> [Prompt]: Reproduce the material below word for word, keeping every line unchanged.

_ _ _ _ _

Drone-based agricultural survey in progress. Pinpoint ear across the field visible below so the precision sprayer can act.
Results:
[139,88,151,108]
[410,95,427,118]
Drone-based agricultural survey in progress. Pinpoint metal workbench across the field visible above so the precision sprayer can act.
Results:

_ _ _ _ _

> [Written response]:
Drone-based agricultural survey in progress. Pinpoint ear across the field visible below so the precision sprayer can act.
Results:
[139,88,151,108]
[410,95,427,118]
Drone-based agricultural survey in progress. Pinpoint metal workbench across the field visible above so the precision sprayer can act.
Results:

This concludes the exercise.